Otherwise you can turn off this warning and carry on.”

Although this does raise a very good point: how? In previous threads
about this I proposed a ${^LAST_MATCHED_PATTERN} (or whatever its name)
which would be a qr object.

(At which point it becomes conceivable to eventually remove the special
case entirely, since there is another exactly equivalent way of getting
it. But I still don’t think it would be a worthwhile gain.)

> > At that point, the special case is so well circumscribed that I see
> > no real gain in excising [use of literal //] entirely, however
> > ancient-Unix-warty it may be.
>
> Would it have advantages for users of the identically spelt //
> defined-or operator? Specifically, are there circumstances where
> somebody who makes a mistake while trying to use defined-or could get
> an error message but at the moment gets mysterious repeat-match
> behaviour? Or does get an error message, but a suboptimal one?

========

→ **EXERCISE 1**
Rewrite the paragraph of the email excerpt that begins "Although this does raise a very good point" in one shorter sentence, keeping its main facts.
→ **EXERCISE 2**
From the email excerpt, extract verbatim the stretch from "Otherwise you can" through "a worthwhile gain.)".

========

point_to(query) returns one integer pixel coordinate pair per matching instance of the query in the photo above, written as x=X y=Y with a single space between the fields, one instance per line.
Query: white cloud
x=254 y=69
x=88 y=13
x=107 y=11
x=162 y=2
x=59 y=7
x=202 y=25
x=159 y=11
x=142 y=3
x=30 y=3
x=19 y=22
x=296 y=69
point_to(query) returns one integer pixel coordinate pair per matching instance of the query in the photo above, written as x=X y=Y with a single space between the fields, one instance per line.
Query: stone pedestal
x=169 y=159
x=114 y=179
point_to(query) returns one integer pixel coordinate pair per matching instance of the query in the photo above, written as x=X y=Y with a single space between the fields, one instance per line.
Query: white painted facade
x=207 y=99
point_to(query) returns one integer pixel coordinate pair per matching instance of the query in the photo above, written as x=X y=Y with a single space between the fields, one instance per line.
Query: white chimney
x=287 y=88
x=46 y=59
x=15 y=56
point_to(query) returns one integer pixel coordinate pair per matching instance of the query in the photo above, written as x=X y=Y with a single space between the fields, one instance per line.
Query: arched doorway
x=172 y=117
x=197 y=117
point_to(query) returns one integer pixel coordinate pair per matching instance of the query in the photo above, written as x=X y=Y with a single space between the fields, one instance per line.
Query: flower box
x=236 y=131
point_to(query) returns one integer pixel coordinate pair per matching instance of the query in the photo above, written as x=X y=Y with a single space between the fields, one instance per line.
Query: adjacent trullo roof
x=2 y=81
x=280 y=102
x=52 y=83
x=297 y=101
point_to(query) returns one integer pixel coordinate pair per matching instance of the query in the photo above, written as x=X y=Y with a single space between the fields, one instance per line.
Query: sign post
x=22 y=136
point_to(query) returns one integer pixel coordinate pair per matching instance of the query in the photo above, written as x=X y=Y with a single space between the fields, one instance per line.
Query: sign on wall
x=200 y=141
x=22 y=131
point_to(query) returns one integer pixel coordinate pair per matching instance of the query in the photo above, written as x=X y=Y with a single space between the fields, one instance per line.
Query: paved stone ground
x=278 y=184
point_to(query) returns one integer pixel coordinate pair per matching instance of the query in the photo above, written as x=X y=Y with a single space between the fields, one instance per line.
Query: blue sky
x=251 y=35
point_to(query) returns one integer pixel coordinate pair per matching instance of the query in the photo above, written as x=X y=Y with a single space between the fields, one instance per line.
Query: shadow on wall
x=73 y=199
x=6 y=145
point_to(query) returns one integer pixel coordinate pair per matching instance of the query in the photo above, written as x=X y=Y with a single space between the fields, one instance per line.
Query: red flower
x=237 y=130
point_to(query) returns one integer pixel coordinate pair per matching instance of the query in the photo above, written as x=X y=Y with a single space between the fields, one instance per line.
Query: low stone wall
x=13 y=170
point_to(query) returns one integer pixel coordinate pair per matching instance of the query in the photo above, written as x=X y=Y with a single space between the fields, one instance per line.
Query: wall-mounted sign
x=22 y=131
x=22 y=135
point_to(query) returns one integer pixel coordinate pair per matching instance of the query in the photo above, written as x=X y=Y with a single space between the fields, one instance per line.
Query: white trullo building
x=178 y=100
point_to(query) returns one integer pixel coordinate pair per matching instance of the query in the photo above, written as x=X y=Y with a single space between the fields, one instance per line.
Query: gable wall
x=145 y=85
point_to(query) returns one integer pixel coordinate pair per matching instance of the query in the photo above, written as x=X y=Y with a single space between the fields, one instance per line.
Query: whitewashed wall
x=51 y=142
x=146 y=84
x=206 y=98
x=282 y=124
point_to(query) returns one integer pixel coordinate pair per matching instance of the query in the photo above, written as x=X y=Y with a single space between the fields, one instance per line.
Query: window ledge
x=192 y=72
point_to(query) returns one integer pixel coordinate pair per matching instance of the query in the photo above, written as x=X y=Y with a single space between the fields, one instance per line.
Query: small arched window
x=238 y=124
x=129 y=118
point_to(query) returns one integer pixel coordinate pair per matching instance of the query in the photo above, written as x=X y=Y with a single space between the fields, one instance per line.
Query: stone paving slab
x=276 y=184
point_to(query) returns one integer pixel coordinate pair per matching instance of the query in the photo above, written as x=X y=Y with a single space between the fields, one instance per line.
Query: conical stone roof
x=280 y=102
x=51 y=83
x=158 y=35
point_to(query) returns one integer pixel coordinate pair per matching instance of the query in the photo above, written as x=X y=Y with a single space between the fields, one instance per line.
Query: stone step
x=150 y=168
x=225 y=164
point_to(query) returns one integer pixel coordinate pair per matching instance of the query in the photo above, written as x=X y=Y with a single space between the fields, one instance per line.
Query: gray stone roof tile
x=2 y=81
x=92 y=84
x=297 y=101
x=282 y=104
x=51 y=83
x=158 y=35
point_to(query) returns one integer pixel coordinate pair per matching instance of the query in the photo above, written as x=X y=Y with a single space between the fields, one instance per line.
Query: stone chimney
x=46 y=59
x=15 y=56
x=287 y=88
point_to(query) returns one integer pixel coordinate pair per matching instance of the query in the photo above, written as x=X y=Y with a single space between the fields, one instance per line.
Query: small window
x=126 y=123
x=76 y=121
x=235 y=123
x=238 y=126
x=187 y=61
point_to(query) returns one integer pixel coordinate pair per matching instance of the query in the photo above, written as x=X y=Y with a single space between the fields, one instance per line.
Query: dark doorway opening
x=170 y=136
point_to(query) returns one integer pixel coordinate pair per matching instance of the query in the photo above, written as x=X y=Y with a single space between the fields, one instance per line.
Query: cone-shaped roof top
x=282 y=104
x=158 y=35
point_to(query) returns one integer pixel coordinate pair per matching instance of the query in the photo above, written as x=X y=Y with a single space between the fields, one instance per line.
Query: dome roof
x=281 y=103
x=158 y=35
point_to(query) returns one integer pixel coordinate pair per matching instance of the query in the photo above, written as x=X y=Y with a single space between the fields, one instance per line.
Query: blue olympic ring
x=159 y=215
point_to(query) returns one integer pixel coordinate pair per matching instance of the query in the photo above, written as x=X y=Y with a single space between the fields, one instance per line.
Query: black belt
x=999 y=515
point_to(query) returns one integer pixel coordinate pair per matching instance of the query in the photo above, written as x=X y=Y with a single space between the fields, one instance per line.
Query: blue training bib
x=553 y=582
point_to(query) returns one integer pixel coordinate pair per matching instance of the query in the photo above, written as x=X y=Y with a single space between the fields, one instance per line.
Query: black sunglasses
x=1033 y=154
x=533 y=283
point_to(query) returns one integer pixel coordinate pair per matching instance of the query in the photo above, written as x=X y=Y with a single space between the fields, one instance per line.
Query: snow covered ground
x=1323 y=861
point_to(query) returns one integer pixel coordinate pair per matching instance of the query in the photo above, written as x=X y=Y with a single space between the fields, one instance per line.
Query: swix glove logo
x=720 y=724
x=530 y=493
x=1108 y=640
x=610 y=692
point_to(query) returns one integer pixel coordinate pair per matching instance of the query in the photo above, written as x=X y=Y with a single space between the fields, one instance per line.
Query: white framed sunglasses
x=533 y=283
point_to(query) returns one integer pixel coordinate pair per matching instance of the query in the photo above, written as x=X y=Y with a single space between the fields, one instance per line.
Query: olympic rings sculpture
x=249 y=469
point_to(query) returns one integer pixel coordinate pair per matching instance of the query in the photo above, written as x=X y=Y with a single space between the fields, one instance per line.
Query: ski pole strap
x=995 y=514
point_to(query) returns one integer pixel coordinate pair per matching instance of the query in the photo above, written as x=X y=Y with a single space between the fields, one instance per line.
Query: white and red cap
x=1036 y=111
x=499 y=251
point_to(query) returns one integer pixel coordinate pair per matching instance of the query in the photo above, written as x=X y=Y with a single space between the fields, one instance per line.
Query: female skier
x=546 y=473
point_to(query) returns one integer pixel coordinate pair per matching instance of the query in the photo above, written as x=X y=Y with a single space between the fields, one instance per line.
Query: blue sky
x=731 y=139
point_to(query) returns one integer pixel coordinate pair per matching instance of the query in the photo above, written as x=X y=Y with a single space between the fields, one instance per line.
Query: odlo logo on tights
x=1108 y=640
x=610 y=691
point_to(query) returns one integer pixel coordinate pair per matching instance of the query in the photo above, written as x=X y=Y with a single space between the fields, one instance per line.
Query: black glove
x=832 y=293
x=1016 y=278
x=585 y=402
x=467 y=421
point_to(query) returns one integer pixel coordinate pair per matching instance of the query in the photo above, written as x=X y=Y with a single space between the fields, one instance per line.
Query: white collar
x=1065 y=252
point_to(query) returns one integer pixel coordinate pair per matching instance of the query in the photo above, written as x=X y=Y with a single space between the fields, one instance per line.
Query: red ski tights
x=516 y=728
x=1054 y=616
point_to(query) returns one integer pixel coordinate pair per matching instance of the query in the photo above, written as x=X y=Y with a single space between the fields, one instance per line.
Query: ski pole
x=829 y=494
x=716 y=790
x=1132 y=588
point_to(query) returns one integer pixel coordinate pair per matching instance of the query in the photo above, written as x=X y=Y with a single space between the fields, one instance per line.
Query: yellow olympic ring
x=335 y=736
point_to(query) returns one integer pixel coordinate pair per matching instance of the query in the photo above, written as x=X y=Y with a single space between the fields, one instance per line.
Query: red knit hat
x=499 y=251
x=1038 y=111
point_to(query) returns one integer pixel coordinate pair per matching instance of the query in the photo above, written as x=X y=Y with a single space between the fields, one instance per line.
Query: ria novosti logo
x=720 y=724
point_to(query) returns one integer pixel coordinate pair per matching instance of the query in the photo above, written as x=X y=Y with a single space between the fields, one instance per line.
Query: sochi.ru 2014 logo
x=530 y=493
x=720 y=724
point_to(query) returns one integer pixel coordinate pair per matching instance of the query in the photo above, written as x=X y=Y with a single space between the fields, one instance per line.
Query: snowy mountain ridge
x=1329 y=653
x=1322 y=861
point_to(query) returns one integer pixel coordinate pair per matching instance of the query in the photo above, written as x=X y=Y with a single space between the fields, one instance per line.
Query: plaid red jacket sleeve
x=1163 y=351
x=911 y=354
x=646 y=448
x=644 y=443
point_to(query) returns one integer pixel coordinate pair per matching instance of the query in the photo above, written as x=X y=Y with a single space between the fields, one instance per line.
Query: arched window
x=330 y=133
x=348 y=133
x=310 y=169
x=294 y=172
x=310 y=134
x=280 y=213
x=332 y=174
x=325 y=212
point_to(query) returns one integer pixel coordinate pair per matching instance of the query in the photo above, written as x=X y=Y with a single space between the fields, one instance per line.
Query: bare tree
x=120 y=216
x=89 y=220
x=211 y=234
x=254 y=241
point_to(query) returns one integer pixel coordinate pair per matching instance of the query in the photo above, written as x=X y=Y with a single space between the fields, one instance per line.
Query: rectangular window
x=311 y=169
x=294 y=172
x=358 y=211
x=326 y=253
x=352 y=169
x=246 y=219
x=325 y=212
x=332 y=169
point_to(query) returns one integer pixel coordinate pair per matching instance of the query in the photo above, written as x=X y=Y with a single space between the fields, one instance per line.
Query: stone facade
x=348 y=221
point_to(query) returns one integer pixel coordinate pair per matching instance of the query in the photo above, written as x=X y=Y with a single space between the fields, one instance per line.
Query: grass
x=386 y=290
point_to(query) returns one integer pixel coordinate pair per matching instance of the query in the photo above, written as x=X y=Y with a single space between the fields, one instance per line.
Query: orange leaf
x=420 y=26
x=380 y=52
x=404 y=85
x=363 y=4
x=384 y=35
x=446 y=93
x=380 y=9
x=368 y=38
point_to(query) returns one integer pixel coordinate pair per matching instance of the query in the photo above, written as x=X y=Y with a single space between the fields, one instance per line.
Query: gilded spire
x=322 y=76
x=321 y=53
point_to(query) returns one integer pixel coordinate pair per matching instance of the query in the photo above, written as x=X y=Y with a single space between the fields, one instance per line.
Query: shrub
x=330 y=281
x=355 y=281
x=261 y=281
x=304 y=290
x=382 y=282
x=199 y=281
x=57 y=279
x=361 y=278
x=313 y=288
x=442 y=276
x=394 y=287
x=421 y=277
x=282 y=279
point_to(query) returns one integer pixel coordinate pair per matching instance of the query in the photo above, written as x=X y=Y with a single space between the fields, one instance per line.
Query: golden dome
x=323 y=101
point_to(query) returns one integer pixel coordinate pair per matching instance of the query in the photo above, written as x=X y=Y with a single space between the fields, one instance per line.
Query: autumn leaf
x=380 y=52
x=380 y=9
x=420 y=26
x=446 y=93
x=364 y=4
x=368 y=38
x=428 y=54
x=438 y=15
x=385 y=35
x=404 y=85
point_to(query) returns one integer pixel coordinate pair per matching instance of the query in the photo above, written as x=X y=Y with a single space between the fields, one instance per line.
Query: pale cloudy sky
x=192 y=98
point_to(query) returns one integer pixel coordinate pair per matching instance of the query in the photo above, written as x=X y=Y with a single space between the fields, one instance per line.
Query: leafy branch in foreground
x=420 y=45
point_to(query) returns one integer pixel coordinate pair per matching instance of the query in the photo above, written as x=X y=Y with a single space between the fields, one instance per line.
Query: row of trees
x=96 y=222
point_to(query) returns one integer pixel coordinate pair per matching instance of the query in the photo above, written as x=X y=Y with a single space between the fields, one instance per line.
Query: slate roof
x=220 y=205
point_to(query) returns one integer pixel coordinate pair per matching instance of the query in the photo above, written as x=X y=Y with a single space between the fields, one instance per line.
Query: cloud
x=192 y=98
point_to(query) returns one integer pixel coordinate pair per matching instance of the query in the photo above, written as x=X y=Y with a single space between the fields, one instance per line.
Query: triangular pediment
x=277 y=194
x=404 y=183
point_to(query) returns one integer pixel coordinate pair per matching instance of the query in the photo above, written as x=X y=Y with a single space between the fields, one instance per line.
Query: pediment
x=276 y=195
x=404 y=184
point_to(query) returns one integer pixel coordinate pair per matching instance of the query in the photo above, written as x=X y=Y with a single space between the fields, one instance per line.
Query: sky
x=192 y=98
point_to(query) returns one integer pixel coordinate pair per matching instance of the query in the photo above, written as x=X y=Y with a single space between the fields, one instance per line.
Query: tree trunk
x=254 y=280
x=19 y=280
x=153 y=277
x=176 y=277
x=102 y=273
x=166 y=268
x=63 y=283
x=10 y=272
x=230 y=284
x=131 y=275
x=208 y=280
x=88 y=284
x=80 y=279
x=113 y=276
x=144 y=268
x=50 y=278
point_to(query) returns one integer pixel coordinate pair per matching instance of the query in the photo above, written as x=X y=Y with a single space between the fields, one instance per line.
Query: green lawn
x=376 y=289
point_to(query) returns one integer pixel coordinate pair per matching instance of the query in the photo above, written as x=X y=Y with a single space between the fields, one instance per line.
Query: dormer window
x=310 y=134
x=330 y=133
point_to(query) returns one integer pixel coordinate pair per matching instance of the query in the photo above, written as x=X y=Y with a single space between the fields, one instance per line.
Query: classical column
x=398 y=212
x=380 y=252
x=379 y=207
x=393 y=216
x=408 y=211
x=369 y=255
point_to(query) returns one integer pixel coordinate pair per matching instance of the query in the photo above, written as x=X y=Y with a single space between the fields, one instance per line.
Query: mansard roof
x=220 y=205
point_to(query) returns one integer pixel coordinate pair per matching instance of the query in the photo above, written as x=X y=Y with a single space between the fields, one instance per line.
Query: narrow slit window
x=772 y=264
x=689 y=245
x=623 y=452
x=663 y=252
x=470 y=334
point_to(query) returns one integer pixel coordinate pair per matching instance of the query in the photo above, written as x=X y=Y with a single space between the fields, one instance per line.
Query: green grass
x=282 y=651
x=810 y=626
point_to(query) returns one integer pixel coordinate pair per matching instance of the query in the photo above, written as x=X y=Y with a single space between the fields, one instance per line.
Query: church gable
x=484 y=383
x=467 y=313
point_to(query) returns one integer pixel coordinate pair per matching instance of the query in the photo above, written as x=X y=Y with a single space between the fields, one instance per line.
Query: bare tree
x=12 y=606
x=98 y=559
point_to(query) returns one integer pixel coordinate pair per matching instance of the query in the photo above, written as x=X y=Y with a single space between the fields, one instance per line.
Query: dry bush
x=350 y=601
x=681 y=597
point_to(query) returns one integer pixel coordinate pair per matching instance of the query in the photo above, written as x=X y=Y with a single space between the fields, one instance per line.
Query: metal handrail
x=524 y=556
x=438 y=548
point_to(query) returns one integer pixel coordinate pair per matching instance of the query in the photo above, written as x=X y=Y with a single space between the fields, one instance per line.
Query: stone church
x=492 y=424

========

→ **COMPLETE ANSWER 1**
This raises the question of how, and in earlier threads the writer proposed a ${^LAST_MATCHED_PATTERN} (exact name open) that would be a qr object.

→ **COMPLETE ANSWER 2**
Otherwise you can turn off this warning and carry on.”

Although this does raise a very good point: how? In previous threads
about this I proposed a ${^LAST_MATCHED_PATTERN} (or whatever its name)
which would be a qr object.

(At which point it becomes conceivable to eventually remove the special
case entirely, since there is another exactly equivalent way of getting
it. But I still don’t think it would be a worthwhile gain.)